- _The exercise_
Repeat the listing in full, exactly as it stands.

- _Material provided_
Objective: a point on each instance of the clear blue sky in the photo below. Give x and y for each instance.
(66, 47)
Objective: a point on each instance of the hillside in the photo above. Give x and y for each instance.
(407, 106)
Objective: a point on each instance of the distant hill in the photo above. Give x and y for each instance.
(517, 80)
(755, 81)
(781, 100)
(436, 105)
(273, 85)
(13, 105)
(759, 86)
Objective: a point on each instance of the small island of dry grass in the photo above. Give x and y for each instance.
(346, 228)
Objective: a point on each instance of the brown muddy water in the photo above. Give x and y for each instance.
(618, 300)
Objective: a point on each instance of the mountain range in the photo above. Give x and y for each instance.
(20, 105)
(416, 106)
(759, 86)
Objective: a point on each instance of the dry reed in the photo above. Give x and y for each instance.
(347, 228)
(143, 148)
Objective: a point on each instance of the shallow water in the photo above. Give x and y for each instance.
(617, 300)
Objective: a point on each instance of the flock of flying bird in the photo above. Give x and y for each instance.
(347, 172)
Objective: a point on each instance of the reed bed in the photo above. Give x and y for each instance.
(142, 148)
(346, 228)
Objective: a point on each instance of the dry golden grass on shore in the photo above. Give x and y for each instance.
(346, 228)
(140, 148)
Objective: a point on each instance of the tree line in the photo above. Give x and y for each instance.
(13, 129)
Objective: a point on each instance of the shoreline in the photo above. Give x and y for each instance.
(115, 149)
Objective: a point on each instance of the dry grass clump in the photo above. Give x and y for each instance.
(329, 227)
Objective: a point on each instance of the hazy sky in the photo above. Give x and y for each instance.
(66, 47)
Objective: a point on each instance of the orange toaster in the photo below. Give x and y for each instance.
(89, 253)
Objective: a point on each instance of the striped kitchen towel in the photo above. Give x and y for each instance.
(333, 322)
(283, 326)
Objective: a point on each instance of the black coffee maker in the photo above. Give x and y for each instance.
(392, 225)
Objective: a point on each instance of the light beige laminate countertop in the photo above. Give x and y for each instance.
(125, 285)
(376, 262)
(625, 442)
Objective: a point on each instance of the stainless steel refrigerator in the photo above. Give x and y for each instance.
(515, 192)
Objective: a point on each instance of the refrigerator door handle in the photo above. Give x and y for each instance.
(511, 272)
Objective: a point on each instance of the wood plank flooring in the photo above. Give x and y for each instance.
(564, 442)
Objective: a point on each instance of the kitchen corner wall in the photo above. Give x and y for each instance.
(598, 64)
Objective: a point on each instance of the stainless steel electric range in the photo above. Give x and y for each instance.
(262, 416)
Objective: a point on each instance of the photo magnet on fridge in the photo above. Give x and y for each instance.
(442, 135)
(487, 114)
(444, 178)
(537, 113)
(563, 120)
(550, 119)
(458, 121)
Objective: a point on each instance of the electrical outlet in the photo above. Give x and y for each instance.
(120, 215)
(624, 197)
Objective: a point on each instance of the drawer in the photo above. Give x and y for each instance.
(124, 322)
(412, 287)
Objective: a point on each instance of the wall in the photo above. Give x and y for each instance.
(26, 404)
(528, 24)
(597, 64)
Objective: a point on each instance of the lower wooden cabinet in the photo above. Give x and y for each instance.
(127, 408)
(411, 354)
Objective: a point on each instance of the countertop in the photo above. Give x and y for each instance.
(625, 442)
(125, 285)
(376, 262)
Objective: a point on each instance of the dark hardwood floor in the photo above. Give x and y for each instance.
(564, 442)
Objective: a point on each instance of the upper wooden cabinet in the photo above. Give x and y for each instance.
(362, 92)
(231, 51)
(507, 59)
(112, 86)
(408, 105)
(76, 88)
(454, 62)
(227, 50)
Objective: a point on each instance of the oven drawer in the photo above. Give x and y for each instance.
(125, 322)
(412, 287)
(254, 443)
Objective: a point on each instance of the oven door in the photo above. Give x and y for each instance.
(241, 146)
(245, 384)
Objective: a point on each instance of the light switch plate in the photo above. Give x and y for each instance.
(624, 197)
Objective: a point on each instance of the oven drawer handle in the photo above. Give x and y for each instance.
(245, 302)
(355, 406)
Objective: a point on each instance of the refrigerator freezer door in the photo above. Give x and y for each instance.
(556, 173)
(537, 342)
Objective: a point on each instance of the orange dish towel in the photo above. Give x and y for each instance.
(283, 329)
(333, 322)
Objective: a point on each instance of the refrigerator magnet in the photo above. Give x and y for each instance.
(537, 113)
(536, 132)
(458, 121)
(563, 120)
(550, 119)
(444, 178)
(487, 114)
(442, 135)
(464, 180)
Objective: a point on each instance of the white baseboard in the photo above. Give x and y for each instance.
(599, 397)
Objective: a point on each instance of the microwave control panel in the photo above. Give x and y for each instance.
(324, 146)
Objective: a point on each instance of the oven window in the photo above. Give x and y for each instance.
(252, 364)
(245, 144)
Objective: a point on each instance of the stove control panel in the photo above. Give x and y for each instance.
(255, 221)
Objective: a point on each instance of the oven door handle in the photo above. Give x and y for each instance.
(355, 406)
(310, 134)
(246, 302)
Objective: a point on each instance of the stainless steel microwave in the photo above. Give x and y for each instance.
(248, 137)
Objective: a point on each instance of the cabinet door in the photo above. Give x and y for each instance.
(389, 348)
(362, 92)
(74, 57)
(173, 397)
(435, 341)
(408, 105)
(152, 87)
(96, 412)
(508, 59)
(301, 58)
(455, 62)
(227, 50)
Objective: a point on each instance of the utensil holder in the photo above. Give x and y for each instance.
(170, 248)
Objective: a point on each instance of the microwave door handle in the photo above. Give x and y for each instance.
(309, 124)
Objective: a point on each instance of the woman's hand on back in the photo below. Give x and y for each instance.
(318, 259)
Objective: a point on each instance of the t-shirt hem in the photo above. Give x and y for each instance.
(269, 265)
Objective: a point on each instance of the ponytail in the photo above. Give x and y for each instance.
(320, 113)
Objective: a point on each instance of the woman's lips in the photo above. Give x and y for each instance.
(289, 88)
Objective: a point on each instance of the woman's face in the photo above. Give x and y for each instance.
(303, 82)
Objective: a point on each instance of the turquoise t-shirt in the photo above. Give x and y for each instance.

- _Exercise result_
Objective: a point on each instance of the clear blue sky in the photo below. Give x and y for each instance.
(66, 47)
Objective: a point on each instance of the hillside in the photo above. Give x and y for each instance.
(407, 106)
Objective: a point on each instance of the distant hill in the photo above. Give x and y for each instance.
(517, 80)
(755, 81)
(781, 100)
(436, 105)
(273, 85)
(13, 105)
(759, 86)
Objective: a point on each instance of the small island of dry grass in the photo above. Give x and y for each instance.
(346, 228)
Objective: a point on each instance of the brown muddy water in the photo above. Give x and y for each instance.
(618, 300)
Objective: a point on each instance of the mountain range in the photo above. Give x and y for each instance.
(20, 105)
(416, 106)
(759, 86)
Objective: a point on each instance of the dry reed in the photo above. Give x and y for each instance.
(347, 228)
(143, 148)
Objective: a point on each instance of the shallow water in the photo above. Give x and y for each instance.
(617, 300)
Objective: a point on each instance of the flock of flying bird in the photo above. Give x and y for each instance.
(347, 172)
Objective: a point on each instance of the reed bed in the photo above. Give x and y for each instance.
(142, 148)
(346, 228)
Objective: a point on each instance of the dry golden grass on shore in the photo above. Give x and y for each instance.
(346, 228)
(140, 148)
Objective: a point on each instance of the tree line in the photo above. Give x and y for each instance.
(13, 129)
Objective: a point on each instance of the shoreline in the photo above. Give x and y for each instance.
(115, 149)
Objective: a point on each instance of the dry grass clump in the photo above. Give x and y for each instance.
(329, 227)
Objective: a point on each instance of the hazy sky in the photo above. Give x and y for each instance.
(66, 47)
Objective: a point on each instance of the orange toaster in the photo below. Give x and y for each instance.
(89, 253)
Objective: a point on each instance of the striped kitchen towel in the photo above. Give x and y for each instance.
(333, 322)
(283, 326)
Objective: a point on each instance of the black coffee maker in the photo above. Give x and y for each instance.
(392, 225)
Objective: a point on each instance of the light beige laminate countertop in the photo above. Give x and y for each instance.
(125, 285)
(376, 262)
(625, 442)
Objective: a point on each instance of the stainless steel refrigerator in the photo above. Give x and y for each instance.
(515, 192)
Objective: a point on each instance of the refrigerator door handle in the photo above. Give x and y for each instance.
(511, 272)
Objective: a point on each instance of the wood plank flooring in the photo above. Give x and y for each instance.
(564, 442)
Objective: a point on each instance of the kitchen corner wall in the photo above. Give x and y for each instance.
(598, 64)
Objective: a point on each instance of the stainless steel electric range in the photo above. Give x and y for each instance.
(262, 416)
Objective: a point on each instance of the photo magnet on fridge in the photo above. Give x and y for each instance.
(442, 135)
(487, 114)
(444, 178)
(537, 113)
(563, 120)
(550, 119)
(458, 121)
Objective: a point on each instance of the electrical outlet in the photo above. Give x and y for each instance.
(120, 215)
(624, 197)
Objective: a point on each instance of the drawer in the photo above. Give x and y for each instance.
(124, 322)
(412, 287)
Objective: a point on each instance of the wall in the photo above. Give x and y for each instance.
(26, 404)
(528, 24)
(597, 64)
Objective: a point on each instance of the lower wooden cabinet in the photo above. Give x and y for each instance.
(127, 408)
(411, 354)
Objective: a point on each instance of the countertop in the photo above. Give x and y for each instance.
(625, 442)
(125, 285)
(376, 262)
Objective: a point on each instance of the dark hardwood floor in the photo above. Give x and y for each instance.
(564, 442)
Objective: a point on each instance of the upper wooden cabinet in the photo above. Give x and y for each instance.
(362, 92)
(231, 51)
(507, 59)
(112, 86)
(408, 105)
(76, 88)
(454, 62)
(227, 50)
Objective: a point on each instance of the oven drawer in the photo above. Give x and y for each instance.
(125, 322)
(412, 287)
(254, 443)
Objective: a point on each instance of the oven door in the photo above. Give x and y for each instance.
(241, 146)
(245, 384)
Objective: a point on each instance of the light switch plate in the photo above. Give x and y for each instance.
(624, 197)
Objective: a point on each instance of the oven drawer handle in the photo above. Give x and y for each instance.
(245, 302)
(355, 406)
Objective: a point on each instance of the refrigerator freezer door in the photo above. Give x and y for each instance.
(556, 173)
(537, 342)
Objective: a point on each instance of the orange dish towel in the photo above. Give x and y for each instance.
(283, 329)
(333, 322)
Objective: a point on each instance of the refrigerator magnet in the photo above. Give x and y for each instance.
(537, 113)
(536, 132)
(458, 121)
(563, 120)
(550, 119)
(444, 178)
(487, 114)
(442, 135)
(464, 180)
Objective: a point on each instance of the white baseboard in the photo above. Give x and y for each instance.
(599, 397)
Objective: a point on each instance of the microwave control panel in the photo above. Give x and y for each instance.
(324, 146)
Objective: a point on each instance of the oven window in the photo above. Give x and y for each instance.
(252, 364)
(245, 144)
Objective: a point on each instance of the stove control panel in the photo above. Give x and y for each instance.
(255, 221)
Objective: a point on each instance of the oven door handle in the photo above. Give x and y for each instance.
(355, 406)
(310, 134)
(246, 302)
Objective: a point on each instance of the stainless steel microwave in the photo above. Give x and y for each instance.
(248, 137)
Objective: a point on each instance of the cabinet door in the photo above. Give x and y for each instance.
(389, 348)
(362, 92)
(74, 57)
(173, 397)
(435, 341)
(408, 105)
(152, 87)
(96, 412)
(508, 59)
(301, 58)
(455, 62)
(227, 50)
Objective: a point on each instance of the utensil holder in the photo above. Give x and y for each instance.
(170, 248)
Objective: a point on each instance of the microwave door handle in the photo above. Give x and y for each instance.
(309, 124)
Objective: a point on each instance of the woman's hand on back in the photo below. Give x and y for each instance.
(318, 259)
Objective: a point on each instance of the t-shirt hem in the photo above. Give x and y for each instance.
(269, 265)
Objective: a point on each instance of the ponytail in the photo above. Give x and y for each instance.
(320, 113)
Objective: a point on each instance of the woman's lips in the photo above. Give x and y for each instance.
(289, 88)
Objective: a point on each instance of the woman's face in the photo above. Give x and y for each instance.
(303, 82)
Objective: a point on each instance of the turquoise t-shirt in the photo above. Give x and y for each instance.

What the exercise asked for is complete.